Data in this exercise START

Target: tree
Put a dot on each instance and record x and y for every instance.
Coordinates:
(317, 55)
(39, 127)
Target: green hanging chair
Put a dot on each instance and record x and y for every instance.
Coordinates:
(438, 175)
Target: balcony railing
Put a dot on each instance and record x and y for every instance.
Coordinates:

Data in this exercise END

Problem: Nothing should be dropped: transcribe all the material exactly.

Task answer:
Target: tree
Put a dot on each instance and record x and y for every instance.
Coordinates:
(317, 55)
(39, 127)
Target: green hanging chair
Put a dot on each instance and record x and y for every instance.
Coordinates:
(438, 175)
Target: balcony railing
Put a dot on each instance and record x and y for every instance.
Coordinates:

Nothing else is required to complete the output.